What you return must match the listing below word for word.

++++

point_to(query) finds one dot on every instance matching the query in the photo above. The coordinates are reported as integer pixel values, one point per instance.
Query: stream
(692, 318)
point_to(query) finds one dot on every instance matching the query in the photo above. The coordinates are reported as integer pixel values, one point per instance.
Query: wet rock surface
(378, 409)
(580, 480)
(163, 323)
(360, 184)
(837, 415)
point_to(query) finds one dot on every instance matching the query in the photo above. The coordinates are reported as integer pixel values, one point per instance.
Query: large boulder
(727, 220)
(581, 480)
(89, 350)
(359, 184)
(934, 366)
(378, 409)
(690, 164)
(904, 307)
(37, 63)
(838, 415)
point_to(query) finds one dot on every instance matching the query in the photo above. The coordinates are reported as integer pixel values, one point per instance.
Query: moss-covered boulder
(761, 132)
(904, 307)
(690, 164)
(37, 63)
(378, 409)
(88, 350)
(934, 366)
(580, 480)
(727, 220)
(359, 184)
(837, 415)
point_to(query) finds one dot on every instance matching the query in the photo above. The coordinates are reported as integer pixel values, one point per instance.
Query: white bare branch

++++

PROBLEM SOLUTION:
point_to(query) finds one dot on every instance matching the query in the photo above. The coordinates are reported as integer pixel values, one point per instance.
Query: stream
(692, 318)
point_to(query) finds one dot on every instance matching the query in the photo above. The coordinates are reported as integer pixel values, one point per instance.
Query: wet rock surface
(378, 409)
(580, 480)
(163, 323)
(360, 184)
(837, 415)
point_to(query) finds one dot on every instance matching the query in the photo above. The coordinates are reported as integer pixel values, one point per instance.
Query: large boulder
(727, 220)
(581, 480)
(89, 350)
(359, 184)
(934, 366)
(378, 409)
(690, 164)
(904, 307)
(37, 63)
(838, 415)
point_to(query) finds one dot on every instance matching the query in the photo above. The coordinates are reported as integer pixel values, one point per instance.
Query: moss-covered boulder
(761, 132)
(904, 307)
(690, 164)
(37, 63)
(378, 409)
(88, 350)
(934, 366)
(580, 480)
(727, 220)
(359, 184)
(837, 415)
point_to(query) finds one dot on every instance matching the query in the photo above. The coordinates are reported as integer pixel values, one point per instance.
Query: white bare branch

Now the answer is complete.